___ DATA FOR THE TASK ___

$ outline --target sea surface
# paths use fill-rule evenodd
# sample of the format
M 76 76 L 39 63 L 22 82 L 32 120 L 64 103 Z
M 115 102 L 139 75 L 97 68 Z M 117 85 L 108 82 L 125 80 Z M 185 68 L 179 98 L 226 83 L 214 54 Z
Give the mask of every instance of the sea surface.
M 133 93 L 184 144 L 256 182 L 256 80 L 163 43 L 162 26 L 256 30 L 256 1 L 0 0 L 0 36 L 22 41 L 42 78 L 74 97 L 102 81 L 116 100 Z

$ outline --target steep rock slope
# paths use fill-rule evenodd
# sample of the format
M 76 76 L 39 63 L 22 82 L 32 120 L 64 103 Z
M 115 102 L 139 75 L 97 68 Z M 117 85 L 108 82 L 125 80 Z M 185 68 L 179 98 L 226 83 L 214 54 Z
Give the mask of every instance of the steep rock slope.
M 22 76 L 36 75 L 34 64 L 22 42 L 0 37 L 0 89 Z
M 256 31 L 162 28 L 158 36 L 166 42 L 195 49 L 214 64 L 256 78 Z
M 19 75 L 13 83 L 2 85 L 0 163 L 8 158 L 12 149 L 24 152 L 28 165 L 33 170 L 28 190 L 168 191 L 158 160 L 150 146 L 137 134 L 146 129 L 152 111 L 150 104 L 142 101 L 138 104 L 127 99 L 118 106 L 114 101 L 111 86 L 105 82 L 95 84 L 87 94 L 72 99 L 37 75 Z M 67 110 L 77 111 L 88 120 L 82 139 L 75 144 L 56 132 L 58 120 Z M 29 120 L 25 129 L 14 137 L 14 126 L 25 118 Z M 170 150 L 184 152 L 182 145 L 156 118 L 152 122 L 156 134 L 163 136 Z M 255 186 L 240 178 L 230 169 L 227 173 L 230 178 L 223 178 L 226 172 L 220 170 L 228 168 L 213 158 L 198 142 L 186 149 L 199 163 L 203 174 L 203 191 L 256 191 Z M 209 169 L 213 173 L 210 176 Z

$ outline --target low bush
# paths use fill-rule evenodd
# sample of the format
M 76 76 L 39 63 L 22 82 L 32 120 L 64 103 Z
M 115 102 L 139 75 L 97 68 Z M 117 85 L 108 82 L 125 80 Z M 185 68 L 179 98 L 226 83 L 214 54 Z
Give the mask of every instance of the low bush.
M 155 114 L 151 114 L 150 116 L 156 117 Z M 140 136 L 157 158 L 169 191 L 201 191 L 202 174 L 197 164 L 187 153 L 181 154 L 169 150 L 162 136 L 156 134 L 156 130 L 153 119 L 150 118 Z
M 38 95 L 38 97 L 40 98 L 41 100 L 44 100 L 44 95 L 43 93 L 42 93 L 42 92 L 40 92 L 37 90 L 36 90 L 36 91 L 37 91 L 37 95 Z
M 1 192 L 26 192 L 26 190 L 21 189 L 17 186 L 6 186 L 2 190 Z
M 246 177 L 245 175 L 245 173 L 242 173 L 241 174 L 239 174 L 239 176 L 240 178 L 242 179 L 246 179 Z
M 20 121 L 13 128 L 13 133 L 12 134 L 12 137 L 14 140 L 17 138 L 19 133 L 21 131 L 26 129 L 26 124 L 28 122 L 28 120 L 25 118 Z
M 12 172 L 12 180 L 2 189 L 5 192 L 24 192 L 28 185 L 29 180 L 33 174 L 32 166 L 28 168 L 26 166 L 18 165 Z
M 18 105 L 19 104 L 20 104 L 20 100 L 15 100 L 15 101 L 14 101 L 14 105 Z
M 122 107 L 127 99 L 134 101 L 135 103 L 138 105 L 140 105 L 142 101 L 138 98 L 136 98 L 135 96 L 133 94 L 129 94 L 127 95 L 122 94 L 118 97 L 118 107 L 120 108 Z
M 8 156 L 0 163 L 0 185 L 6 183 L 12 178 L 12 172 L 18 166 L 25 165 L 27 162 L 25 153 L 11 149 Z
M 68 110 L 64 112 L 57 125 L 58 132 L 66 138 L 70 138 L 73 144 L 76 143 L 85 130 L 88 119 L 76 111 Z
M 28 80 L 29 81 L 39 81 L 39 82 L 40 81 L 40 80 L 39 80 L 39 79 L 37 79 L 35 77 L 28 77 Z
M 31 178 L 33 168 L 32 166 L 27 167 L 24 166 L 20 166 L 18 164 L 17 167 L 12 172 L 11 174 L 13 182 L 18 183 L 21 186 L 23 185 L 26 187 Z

___

EXERCISE REQUIREMENTS ▸
Copy all of the material above line for line, without changing anything.

WRITTEN ANSWER ▸
$ outline --target sea surface
# paths use fill-rule evenodd
# sample of the format
M 76 76 L 39 63 L 22 82 L 32 120 L 64 103 Z
M 115 102 L 139 75 L 97 68 Z M 117 85 L 108 82 L 125 80 Z M 185 68 L 179 98 L 226 83 L 214 54 Z
Give the mask of every instance of the sea surface.
M 133 93 L 184 144 L 256 182 L 256 80 L 163 43 L 162 26 L 256 30 L 256 1 L 0 0 L 0 36 L 22 41 L 42 78 L 74 97 L 102 81 L 116 100 Z

$ outline --target steep rock slope
# paths use fill-rule evenodd
# sample of the format
M 76 76 L 39 63 L 22 82 L 32 120 L 64 103 Z
M 115 102 L 139 75 L 97 68 Z M 117 85 L 108 82 L 125 80 Z M 185 68 L 179 98 L 226 83 L 214 54 Z
Give the mask of every instance of the steep rock slope.
M 22 76 L 36 75 L 34 64 L 22 42 L 0 37 L 0 89 Z
M 256 31 L 162 28 L 158 36 L 166 42 L 195 49 L 214 64 L 256 78 Z
M 19 75 L 13 83 L 2 85 L 0 163 L 8 158 L 12 149 L 24 152 L 28 165 L 33 170 L 28 190 L 168 191 L 158 160 L 150 146 L 137 134 L 146 129 L 152 111 L 150 104 L 142 101 L 138 104 L 127 99 L 118 106 L 114 101 L 111 86 L 105 82 L 95 84 L 87 94 L 72 99 L 37 75 Z M 67 110 L 77 111 L 88 120 L 82 139 L 75 144 L 56 132 L 58 120 Z M 29 120 L 25 129 L 14 137 L 14 126 L 25 118 Z M 170 150 L 184 152 L 182 145 L 156 118 L 152 122 L 156 134 L 163 136 Z M 255 186 L 240 178 L 230 169 L 227 173 L 230 178 L 223 178 L 226 172 L 220 170 L 228 168 L 213 158 L 198 142 L 186 149 L 199 163 L 203 174 L 203 191 L 256 191 Z M 209 169 L 213 173 L 210 176 Z

$ outline --target low bush
# paths use fill-rule evenodd
# sample of the format
M 76 76 L 39 63 L 22 82 L 32 120 L 64 103 Z
M 115 102 L 139 75 L 97 68 Z M 117 85 L 108 82 L 125 80 Z M 185 68 L 179 98 L 226 83 L 214 54 Z
Give the mask of every instance of the low bush.
M 155 114 L 151 114 L 150 116 L 156 117 Z M 140 136 L 157 158 L 169 191 L 201 191 L 202 174 L 197 164 L 187 153 L 181 154 L 169 150 L 162 136 L 156 134 L 156 130 L 153 119 L 150 118 Z
M 38 95 L 38 97 L 40 98 L 41 100 L 44 100 L 44 95 L 43 93 L 42 93 L 42 92 L 40 92 L 37 90 L 36 90 L 36 91 L 37 91 L 37 95 Z
M 1 192 L 26 192 L 26 190 L 21 189 L 17 186 L 6 186 L 2 190 Z
M 246 177 L 245 175 L 245 173 L 242 173 L 241 174 L 239 174 L 239 176 L 240 178 L 242 179 L 246 179 Z
M 20 121 L 13 128 L 13 133 L 12 134 L 12 137 L 14 140 L 17 138 L 19 133 L 21 131 L 26 129 L 26 124 L 28 122 L 28 120 L 25 118 Z
M 12 172 L 12 180 L 2 189 L 5 192 L 24 192 L 28 185 L 29 180 L 33 174 L 32 166 L 28 168 L 26 166 L 18 165 Z
M 18 105 L 19 104 L 20 104 L 20 100 L 15 100 L 15 101 L 14 101 L 14 105 Z
M 122 107 L 127 99 L 134 101 L 135 103 L 138 105 L 140 105 L 142 101 L 138 98 L 136 98 L 135 96 L 133 94 L 129 94 L 127 95 L 122 94 L 118 97 L 118 107 L 120 108 Z
M 8 156 L 0 163 L 0 185 L 6 183 L 12 178 L 12 172 L 18 166 L 25 165 L 27 162 L 25 153 L 11 149 Z
M 68 110 L 64 112 L 57 125 L 58 132 L 66 138 L 70 138 L 73 144 L 76 143 L 85 130 L 88 119 L 76 111 Z
M 28 80 L 29 81 L 39 81 L 39 82 L 40 81 L 40 80 L 39 80 L 39 79 L 37 79 L 35 77 L 28 77 Z
M 31 178 L 33 168 L 32 166 L 27 167 L 24 166 L 20 166 L 18 164 L 17 167 L 12 172 L 11 174 L 13 182 L 18 183 L 21 186 L 23 185 L 26 187 Z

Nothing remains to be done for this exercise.